▶ Exercise: Rewrite every one of the rows below, changing each "bracketed list" to "square-bracketed list" and keeping everything else the same.
==========
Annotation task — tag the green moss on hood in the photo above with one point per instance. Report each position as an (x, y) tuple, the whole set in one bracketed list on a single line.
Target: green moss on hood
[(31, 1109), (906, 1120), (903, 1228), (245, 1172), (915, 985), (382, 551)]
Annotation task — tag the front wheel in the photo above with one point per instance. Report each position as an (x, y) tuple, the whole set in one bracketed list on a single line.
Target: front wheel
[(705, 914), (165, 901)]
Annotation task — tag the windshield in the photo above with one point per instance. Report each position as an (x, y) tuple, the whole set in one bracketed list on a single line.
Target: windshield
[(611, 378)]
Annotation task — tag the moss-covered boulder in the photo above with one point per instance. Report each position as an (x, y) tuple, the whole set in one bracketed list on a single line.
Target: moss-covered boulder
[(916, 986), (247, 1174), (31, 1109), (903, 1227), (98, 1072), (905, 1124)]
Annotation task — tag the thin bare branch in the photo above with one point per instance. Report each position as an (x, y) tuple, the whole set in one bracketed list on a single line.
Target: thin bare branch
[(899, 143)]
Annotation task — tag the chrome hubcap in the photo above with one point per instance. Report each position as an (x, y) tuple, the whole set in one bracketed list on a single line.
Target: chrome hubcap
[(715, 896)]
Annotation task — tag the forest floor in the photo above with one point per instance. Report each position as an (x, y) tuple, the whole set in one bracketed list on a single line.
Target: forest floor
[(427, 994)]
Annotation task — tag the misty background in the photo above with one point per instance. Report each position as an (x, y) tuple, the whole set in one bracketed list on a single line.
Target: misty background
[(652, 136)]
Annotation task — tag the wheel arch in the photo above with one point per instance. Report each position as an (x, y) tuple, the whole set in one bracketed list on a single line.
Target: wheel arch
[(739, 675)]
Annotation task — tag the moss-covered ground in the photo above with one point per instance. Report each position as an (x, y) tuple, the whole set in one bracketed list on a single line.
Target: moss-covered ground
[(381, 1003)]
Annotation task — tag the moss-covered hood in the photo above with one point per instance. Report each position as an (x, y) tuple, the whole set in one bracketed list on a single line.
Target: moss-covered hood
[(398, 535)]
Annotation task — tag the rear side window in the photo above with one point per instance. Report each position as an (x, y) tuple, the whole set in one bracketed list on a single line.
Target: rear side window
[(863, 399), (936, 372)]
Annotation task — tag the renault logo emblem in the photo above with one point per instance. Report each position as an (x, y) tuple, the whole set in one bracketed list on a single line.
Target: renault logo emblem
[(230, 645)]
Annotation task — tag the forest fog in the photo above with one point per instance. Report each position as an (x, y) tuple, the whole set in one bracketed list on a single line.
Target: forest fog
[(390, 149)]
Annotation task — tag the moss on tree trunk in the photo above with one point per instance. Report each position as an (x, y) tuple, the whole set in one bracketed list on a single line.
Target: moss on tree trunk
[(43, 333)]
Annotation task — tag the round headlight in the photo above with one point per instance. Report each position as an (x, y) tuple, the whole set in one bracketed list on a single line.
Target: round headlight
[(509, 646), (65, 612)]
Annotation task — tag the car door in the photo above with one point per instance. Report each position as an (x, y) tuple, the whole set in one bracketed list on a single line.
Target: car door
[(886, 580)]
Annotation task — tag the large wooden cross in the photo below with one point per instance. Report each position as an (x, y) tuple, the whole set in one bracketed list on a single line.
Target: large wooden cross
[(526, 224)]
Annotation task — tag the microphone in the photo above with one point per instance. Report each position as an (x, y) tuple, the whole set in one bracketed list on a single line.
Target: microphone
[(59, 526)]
==========
▶ Solution:
Annotation task — tag the green moss on hood in the photo above with one point per instance. Report each position as an (x, y) tuple, the whole set in one square-bracketed list on a single line.
Target: green moss on hood
[(31, 1109), (906, 1120), (903, 1228), (245, 1172), (915, 985), (382, 551)]
Annotation task — tag the front wheel in the photo above with one point per instance. Report each position as an (x, y) tuple, the whole set in one square-bracketed list on a single line.
Target: front wheel
[(705, 914), (165, 901)]
Annotation task — tag the windshield in the photo above with one point per instance. Report each position as an (x, y) tuple, the whole set in one square-bracketed list on a single line.
Target: windshield
[(611, 378)]
Annotation task — tag the moss-covered boulder in the photo above with one point per instance. Report each position as an (x, y) tuple, the whole set in one square-bracketed list on a single line.
Target: moss-covered boulder
[(916, 986), (247, 1174), (31, 1109), (903, 1227), (98, 1072), (905, 1124)]
Annotation task — tag the thin bare branch in the photo above with one point per instance. Report each position as an (x, y) tuple, the whole set in one square-bracketed list on a single line.
Target: thin bare branch
[(899, 143)]
Annotation task — tag the chrome hubcap in the photo above with one point per instance. Report each position as an (x, y) tuple, the whole set in one square-bracketed list on a single line.
Target: chrome hubcap
[(715, 896)]
Annotation task — tag the forest floor in the photo above with one point per instance. Report each position as an (x, y) tuple, the whole set in one square-bracketed list on a single line.
Target: forest floor
[(427, 994)]
Annotation task — tag the misty background in the photo above with one point per instance. Report each position as an (x, y) tuple, the whole set in one square-bracketed list on a single line.
Target: misty background
[(652, 136)]
Annotation task — tag the wheel arch in the photo above with one point per instance. Report each position as an (x, y) tuple, the whole set in one square-bracketed list on a single line.
Target: wheel arch
[(739, 675)]
Annotation task — tag the moss-covered ground in the photo above with one point per instance. Report each position as an (x, y) tuple, the whole set in one square-bracketed list on a single line.
Target: moss-covered ground
[(381, 1003)]
Annotation task — tag the moss-covered hood in the photo above with one point per instance. Report each position as an (x, y) tuple, the whole set in one square-bracketed list on a single line.
Target: moss-covered hood
[(398, 535)]
Annotation task — tag the rear side window in the photo above with one point per instance. Report each position as an (x, y) tuple, the whole set in one square-bracketed list on a single line.
Target: rear side window
[(863, 399), (936, 372)]
Annotation task — tag the renault logo emblem in the photo above with one point per instance. Report each position as an (x, y) tuple, the whole set in one square-bracketed list on a single line.
Target: renault logo emblem
[(230, 645)]
Annotation task — tag the forest fog in the photo above with one point per instance. Report each position as an (x, y) tuple, the whole set in one square-bracketed list on a single line.
Target: forest fog
[(390, 149)]
Annotation task — tag the moss on tree trunk in the photo above with one point per instance. Report each position as an (x, y) tuple, the whole set in one square-bracketed list on a single line.
Target: moss on tree trunk
[(43, 333)]
Annotation task — tag the round headlight in the photo above with one point per instance. Report each position as an (x, y) tuple, the whole set in one square-bracketed list on a single line.
Target: round headlight
[(509, 646), (65, 612)]
Annotation task — tag the car door in the photo above with one point per instance. Report each position as an (x, y) tuple, the whole set in one square-bracketed list on a single line.
Target: car door
[(886, 580)]
Annotation task — tag the large wooden cross in the photo below with one point per instance. Report each position as an (x, y) tuple, the whole set in one square-bracketed list on a single line.
Target: large wooden cross
[(526, 224)]
Annotation task — tag the microphone in the photo above with one point per instance. Report each position as an (x, y) tuple, the whole set in one square-bracketed list on a single line.
Target: microphone
[(59, 526)]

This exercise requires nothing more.